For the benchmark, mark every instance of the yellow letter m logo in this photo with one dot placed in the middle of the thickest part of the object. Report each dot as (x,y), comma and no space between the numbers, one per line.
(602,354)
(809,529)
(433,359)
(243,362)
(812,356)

----

## WHAT YOU ARE ASKED TO DO
Reproduce the items above verbatim, keeping every line unchanged.

## SOLUTION
For the benchmark, mark every instance of the yellow letter m logo in this photo with one dot placed in the middle of the thickest part of the object. Report each dot as (x,y), comma and no space between the numbers, one per line.
(602,354)
(809,529)
(433,359)
(243,362)
(812,356)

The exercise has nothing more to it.